**MATERIAL FOR THE TASK**

○ ○ ○ ○ ○ ○ ○

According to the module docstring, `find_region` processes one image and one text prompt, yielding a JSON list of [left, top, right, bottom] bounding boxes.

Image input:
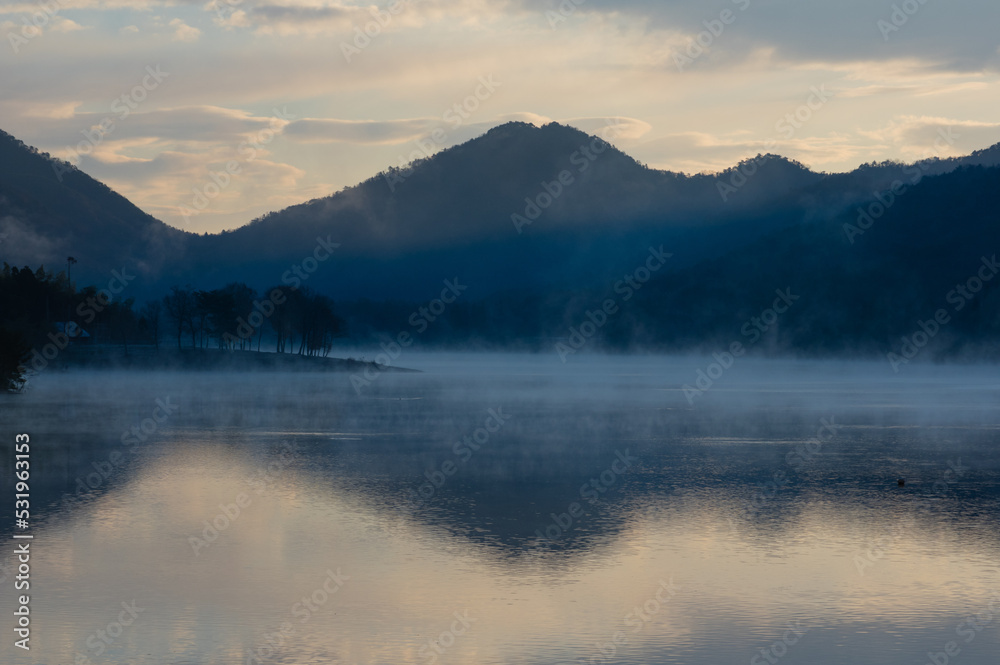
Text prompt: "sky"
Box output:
[[0, 0, 1000, 233]]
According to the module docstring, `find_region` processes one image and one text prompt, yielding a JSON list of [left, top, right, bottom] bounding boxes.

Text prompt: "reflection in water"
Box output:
[[0, 356, 1000, 665]]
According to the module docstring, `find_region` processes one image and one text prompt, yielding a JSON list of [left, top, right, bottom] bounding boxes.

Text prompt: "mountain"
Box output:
[[7, 123, 1000, 300], [0, 123, 1000, 356], [0, 131, 190, 277]]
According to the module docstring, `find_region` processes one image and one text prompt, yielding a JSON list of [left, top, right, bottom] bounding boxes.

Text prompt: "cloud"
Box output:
[[861, 115, 1000, 161], [284, 118, 442, 145], [168, 18, 201, 42], [559, 116, 653, 141]]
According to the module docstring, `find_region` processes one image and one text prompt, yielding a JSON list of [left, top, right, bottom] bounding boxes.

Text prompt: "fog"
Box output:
[[0, 352, 1000, 663]]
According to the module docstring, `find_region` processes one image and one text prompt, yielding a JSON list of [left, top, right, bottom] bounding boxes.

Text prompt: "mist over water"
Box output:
[[0, 352, 1000, 665]]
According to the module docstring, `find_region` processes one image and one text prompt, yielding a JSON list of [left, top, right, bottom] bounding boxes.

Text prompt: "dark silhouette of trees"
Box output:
[[140, 300, 162, 351], [0, 328, 31, 392], [163, 286, 195, 350]]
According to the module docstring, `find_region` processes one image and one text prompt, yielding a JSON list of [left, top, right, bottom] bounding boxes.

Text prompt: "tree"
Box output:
[[142, 300, 161, 351], [163, 286, 195, 350], [0, 328, 31, 392]]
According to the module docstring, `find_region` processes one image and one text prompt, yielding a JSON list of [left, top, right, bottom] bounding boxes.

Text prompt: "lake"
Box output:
[[0, 352, 1000, 665]]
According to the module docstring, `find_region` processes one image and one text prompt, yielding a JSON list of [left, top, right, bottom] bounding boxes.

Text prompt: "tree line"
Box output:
[[0, 263, 344, 391]]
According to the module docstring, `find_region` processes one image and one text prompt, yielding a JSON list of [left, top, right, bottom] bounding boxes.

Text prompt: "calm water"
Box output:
[[0, 354, 1000, 665]]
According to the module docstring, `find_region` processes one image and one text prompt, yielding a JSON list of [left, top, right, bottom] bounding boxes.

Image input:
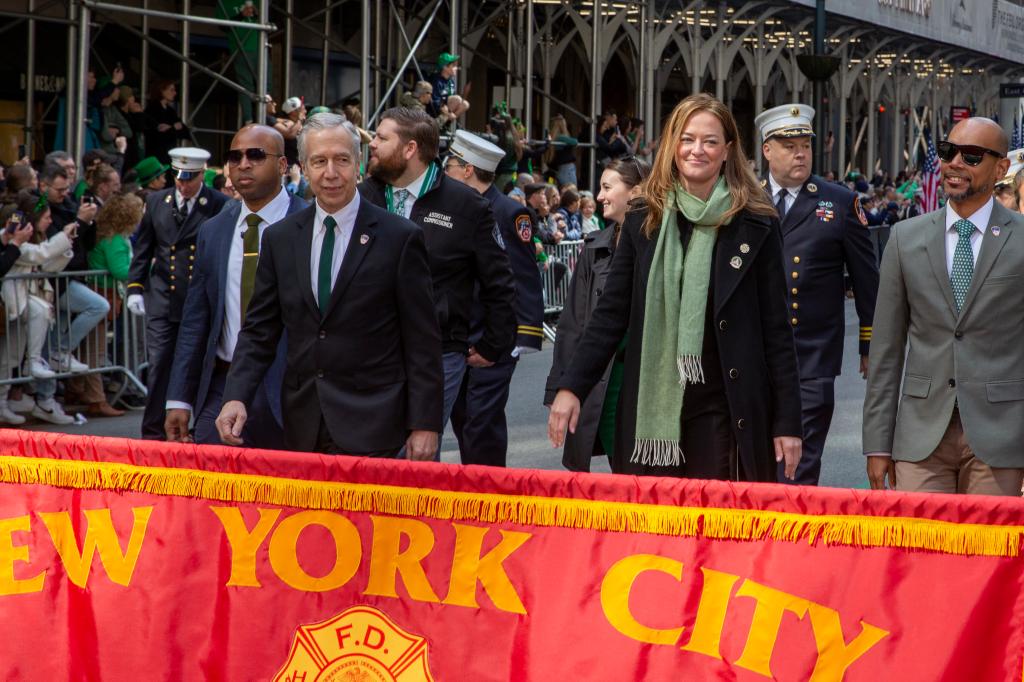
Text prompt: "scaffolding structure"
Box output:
[[6, 0, 1024, 178]]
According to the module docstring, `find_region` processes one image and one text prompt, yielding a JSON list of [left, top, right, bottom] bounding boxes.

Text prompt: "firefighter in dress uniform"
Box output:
[[444, 130, 544, 466], [127, 147, 226, 440], [755, 104, 879, 485]]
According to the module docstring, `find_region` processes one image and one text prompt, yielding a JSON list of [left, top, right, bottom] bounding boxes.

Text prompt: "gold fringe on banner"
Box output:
[[0, 450, 1024, 557]]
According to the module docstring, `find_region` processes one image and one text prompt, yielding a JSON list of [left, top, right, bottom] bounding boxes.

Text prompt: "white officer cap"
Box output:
[[449, 130, 505, 173], [754, 104, 814, 142], [167, 146, 210, 180], [995, 148, 1024, 187]]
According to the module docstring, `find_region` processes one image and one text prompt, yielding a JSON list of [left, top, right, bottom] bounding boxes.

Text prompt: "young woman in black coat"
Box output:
[[544, 157, 650, 471], [548, 94, 802, 481]]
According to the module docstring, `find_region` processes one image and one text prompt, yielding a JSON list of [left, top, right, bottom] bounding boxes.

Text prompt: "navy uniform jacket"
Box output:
[[470, 185, 544, 350], [128, 186, 227, 323], [762, 175, 879, 379]]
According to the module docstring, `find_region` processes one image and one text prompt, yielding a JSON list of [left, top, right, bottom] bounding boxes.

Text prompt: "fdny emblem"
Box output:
[[273, 606, 434, 682], [515, 215, 534, 244]]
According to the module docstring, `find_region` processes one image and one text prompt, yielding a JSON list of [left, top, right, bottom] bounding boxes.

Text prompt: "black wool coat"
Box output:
[[559, 209, 803, 481]]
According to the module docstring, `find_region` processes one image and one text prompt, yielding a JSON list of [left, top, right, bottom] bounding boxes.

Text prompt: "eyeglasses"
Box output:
[[224, 146, 285, 166], [935, 139, 1007, 166]]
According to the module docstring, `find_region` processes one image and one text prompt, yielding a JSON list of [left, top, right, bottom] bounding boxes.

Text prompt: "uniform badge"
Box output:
[[853, 197, 868, 227], [515, 215, 534, 244]]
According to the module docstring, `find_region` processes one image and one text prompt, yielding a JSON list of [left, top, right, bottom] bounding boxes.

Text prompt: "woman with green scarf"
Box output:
[[548, 94, 802, 481]]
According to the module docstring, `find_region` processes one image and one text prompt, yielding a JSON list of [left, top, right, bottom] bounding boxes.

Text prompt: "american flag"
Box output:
[[921, 130, 940, 213]]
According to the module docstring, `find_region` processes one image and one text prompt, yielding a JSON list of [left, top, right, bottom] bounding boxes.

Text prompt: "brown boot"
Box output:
[[85, 400, 125, 417]]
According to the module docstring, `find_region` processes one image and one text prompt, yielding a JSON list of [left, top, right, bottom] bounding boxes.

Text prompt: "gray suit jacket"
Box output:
[[863, 202, 1024, 467]]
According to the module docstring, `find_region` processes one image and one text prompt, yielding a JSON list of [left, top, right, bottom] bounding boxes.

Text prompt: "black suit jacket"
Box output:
[[224, 200, 444, 455], [558, 210, 803, 481], [128, 186, 227, 323]]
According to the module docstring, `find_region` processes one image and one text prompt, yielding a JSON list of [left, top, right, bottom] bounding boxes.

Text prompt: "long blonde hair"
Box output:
[[640, 92, 776, 239]]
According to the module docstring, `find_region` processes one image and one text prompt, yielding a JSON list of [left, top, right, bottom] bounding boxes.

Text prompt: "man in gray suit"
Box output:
[[863, 118, 1024, 496]]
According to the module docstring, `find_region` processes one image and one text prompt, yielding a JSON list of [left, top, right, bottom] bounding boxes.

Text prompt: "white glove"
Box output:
[[127, 294, 145, 317]]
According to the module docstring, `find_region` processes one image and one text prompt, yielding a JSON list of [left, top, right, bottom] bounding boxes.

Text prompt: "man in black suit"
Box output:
[[126, 147, 226, 440], [217, 114, 443, 460], [164, 125, 307, 450]]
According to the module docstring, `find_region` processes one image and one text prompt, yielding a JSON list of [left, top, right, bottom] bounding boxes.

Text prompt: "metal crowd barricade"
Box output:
[[541, 240, 584, 343], [0, 270, 146, 402]]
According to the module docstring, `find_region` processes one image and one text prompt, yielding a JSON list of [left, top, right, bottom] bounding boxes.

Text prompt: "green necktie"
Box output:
[[316, 215, 338, 315], [949, 218, 975, 311], [239, 213, 263, 325]]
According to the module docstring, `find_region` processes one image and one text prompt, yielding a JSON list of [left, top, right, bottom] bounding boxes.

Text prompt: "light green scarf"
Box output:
[[631, 177, 732, 467]]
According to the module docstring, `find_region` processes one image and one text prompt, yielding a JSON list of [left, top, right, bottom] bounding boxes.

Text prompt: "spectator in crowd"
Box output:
[[427, 52, 469, 121], [144, 79, 189, 164], [37, 160, 110, 372], [164, 125, 306, 450], [558, 189, 583, 242], [580, 194, 601, 237], [216, 110, 442, 460], [545, 114, 580, 186], [544, 159, 650, 471], [548, 94, 801, 481], [359, 108, 516, 459]]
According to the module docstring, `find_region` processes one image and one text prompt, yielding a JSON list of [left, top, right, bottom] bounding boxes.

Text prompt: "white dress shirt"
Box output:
[[768, 173, 803, 213], [164, 184, 291, 412], [391, 166, 430, 218], [946, 199, 995, 276], [309, 191, 359, 296]]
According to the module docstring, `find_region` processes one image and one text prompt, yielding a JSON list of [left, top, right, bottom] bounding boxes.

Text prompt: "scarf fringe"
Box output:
[[676, 355, 703, 386], [630, 438, 686, 467]]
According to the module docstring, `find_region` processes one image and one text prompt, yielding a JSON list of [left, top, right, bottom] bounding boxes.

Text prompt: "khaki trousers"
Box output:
[[896, 409, 1024, 498]]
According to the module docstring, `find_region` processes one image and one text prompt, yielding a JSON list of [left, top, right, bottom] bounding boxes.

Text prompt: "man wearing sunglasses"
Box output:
[[755, 104, 879, 485], [126, 147, 227, 440], [164, 125, 307, 450], [863, 118, 1024, 497]]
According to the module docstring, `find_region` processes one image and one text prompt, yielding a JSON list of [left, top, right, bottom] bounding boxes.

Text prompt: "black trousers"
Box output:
[[196, 363, 285, 450], [778, 377, 836, 485], [142, 317, 179, 440], [452, 355, 519, 467]]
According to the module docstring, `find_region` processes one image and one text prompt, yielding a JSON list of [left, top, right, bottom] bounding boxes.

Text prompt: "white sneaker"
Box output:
[[7, 393, 36, 414], [0, 400, 25, 426], [32, 398, 75, 425], [50, 352, 89, 372], [29, 357, 57, 379]]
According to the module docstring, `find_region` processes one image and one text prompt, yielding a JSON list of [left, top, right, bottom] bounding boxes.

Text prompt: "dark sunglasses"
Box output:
[[224, 146, 285, 166], [935, 139, 1007, 166]]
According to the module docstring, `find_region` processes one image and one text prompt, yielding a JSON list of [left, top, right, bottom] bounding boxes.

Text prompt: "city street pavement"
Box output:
[[16, 301, 867, 487]]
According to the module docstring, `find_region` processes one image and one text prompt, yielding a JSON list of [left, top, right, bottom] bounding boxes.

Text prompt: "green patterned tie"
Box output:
[[949, 218, 975, 311], [239, 213, 263, 325], [316, 215, 338, 315]]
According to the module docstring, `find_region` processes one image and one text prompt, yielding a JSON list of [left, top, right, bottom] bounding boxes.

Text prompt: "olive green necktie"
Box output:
[[239, 213, 263, 325], [949, 218, 974, 311], [316, 215, 338, 315]]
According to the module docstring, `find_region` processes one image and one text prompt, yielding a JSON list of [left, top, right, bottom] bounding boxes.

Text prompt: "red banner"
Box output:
[[0, 430, 1024, 682]]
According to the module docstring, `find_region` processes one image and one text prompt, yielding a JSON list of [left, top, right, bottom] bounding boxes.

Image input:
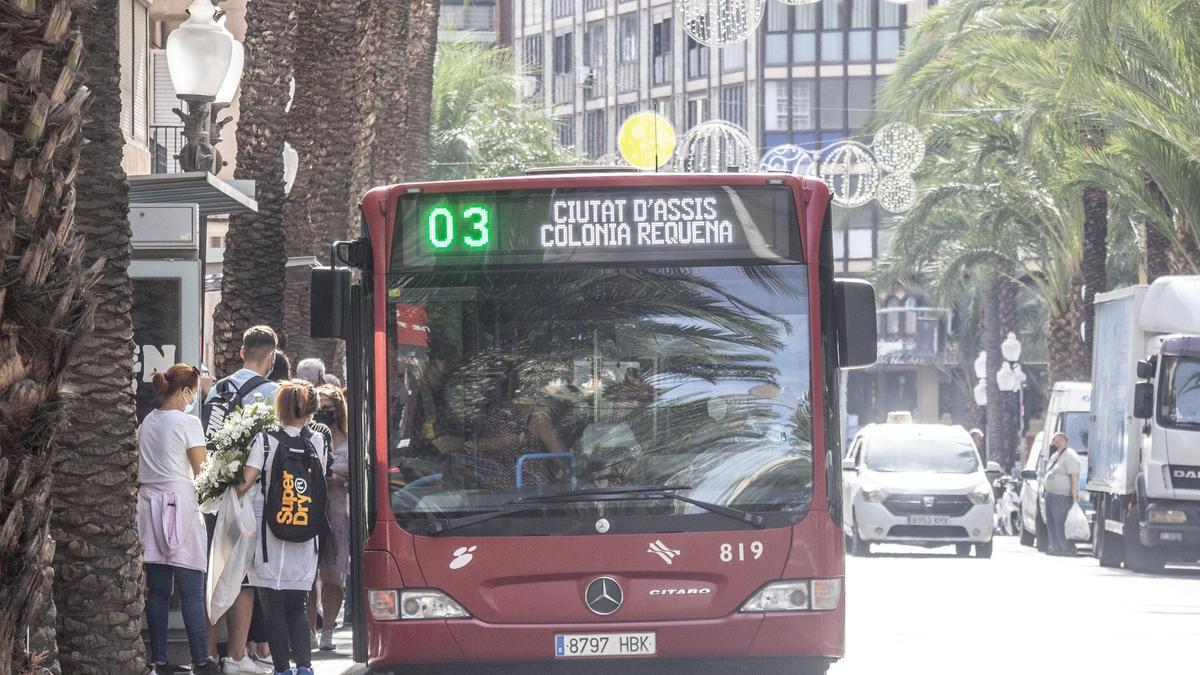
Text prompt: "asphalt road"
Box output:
[[314, 537, 1200, 675]]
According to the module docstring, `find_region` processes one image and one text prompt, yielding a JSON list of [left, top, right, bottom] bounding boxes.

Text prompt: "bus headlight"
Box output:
[[1146, 508, 1188, 525], [738, 571, 841, 611], [367, 589, 470, 621]]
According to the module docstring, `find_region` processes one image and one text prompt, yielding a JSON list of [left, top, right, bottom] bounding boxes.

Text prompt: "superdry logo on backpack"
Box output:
[[275, 470, 312, 527]]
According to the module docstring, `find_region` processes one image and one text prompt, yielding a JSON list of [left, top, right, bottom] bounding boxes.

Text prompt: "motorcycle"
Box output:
[[992, 476, 1021, 536]]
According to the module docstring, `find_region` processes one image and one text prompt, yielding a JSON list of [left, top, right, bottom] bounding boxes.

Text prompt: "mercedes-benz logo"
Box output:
[[583, 577, 625, 616]]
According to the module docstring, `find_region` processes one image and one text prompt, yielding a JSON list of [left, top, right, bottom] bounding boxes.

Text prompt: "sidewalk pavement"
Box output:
[[312, 627, 367, 675]]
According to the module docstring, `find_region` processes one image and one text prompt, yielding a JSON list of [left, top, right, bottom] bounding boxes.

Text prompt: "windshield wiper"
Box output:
[[425, 485, 767, 536], [515, 485, 767, 530], [425, 485, 691, 536]]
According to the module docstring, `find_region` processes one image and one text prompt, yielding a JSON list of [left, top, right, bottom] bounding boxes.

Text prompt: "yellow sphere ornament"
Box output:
[[617, 112, 676, 171]]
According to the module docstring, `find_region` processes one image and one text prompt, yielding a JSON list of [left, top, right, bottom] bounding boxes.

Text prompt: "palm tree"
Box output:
[[212, 0, 296, 375], [283, 2, 364, 371], [0, 1, 93, 675], [430, 42, 574, 180], [53, 4, 143, 673]]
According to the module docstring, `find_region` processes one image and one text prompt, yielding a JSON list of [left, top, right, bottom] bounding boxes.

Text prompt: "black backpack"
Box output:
[[200, 375, 270, 452], [263, 426, 329, 542]]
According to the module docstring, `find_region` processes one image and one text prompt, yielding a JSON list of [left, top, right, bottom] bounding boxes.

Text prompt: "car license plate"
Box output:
[[554, 633, 658, 658], [908, 515, 950, 525]]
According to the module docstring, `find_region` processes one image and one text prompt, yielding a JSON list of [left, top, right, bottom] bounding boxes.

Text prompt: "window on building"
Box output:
[[721, 42, 746, 72], [821, 0, 848, 30], [718, 84, 746, 129], [583, 22, 608, 98], [684, 96, 708, 131], [523, 0, 546, 25], [118, 0, 150, 144], [846, 77, 875, 129], [583, 110, 608, 160], [617, 14, 638, 94], [763, 2, 792, 66], [553, 32, 575, 103], [650, 16, 674, 85], [821, 77, 846, 129], [685, 35, 709, 79], [554, 115, 575, 148]]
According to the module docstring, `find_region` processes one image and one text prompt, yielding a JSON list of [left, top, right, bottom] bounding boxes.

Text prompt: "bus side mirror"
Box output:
[[833, 279, 878, 368], [1138, 357, 1157, 380], [1133, 382, 1154, 419], [308, 267, 353, 340]]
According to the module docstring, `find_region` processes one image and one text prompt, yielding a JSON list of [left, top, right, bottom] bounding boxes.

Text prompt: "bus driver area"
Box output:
[[307, 174, 875, 673]]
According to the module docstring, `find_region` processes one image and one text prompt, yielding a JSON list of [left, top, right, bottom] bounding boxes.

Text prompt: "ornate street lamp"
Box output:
[[167, 0, 244, 173]]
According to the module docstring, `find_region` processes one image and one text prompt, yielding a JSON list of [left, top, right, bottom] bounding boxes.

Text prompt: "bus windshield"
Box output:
[[388, 264, 812, 526]]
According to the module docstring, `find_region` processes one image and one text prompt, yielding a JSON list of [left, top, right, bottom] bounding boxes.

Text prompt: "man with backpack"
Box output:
[[200, 325, 280, 674]]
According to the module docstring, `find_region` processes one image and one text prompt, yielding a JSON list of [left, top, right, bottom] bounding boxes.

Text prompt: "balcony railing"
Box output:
[[438, 5, 496, 32], [877, 307, 949, 363], [150, 126, 184, 173]]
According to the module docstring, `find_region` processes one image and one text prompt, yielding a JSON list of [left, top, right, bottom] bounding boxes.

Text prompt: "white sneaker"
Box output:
[[221, 655, 275, 675]]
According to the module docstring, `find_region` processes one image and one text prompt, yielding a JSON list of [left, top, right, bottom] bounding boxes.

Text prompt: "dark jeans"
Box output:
[[258, 589, 312, 673], [1046, 492, 1075, 555], [145, 562, 209, 663]]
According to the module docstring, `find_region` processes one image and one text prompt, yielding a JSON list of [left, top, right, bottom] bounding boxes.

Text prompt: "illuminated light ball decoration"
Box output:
[[676, 120, 758, 173], [758, 143, 815, 175], [676, 0, 767, 47], [871, 121, 925, 173], [817, 141, 880, 208], [617, 112, 676, 171], [875, 173, 917, 214]]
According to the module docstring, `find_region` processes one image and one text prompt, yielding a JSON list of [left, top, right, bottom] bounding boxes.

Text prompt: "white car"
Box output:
[[842, 424, 995, 557]]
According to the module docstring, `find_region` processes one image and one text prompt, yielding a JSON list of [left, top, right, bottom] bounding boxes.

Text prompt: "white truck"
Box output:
[[1087, 276, 1200, 572]]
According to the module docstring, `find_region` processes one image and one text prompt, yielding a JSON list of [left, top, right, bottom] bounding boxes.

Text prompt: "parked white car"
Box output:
[[842, 424, 995, 557]]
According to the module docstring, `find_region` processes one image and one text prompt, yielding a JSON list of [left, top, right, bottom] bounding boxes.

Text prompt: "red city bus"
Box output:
[[312, 172, 876, 673]]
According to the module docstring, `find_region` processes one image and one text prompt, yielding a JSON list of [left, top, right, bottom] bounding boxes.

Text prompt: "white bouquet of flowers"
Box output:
[[196, 396, 280, 513]]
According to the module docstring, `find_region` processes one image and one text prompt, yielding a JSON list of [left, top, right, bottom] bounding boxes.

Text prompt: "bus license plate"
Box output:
[[908, 515, 950, 525], [554, 633, 658, 658]]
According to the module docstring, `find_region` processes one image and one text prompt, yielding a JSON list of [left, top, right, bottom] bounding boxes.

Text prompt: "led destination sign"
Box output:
[[394, 186, 800, 269]]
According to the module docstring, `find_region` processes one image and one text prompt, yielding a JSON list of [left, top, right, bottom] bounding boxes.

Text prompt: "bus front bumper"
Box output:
[[368, 605, 845, 668]]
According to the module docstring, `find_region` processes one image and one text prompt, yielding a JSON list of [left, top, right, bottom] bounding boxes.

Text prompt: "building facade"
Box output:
[[512, 0, 965, 431]]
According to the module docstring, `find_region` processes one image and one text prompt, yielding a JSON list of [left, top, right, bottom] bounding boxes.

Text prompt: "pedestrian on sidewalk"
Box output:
[[236, 380, 329, 675], [205, 325, 280, 675], [308, 384, 350, 651], [1045, 431, 1081, 556], [138, 364, 221, 675]]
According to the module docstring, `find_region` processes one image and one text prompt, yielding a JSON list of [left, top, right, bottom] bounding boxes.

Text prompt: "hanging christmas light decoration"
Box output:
[[676, 120, 757, 173], [676, 0, 767, 47], [758, 143, 814, 175], [817, 141, 880, 208], [871, 121, 925, 173], [875, 173, 917, 214]]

○ ○ ○ ○ ○ ○ ○

**WHAT IS BEING ASKED**
Pull out every line in the rows above that contains the string "banner", and copy those lines. Treat uppercase and lowercase as different.

**RIGHT ANSWER**
Text prompt: "gold fringe on banner"
Text prompt: "red banner"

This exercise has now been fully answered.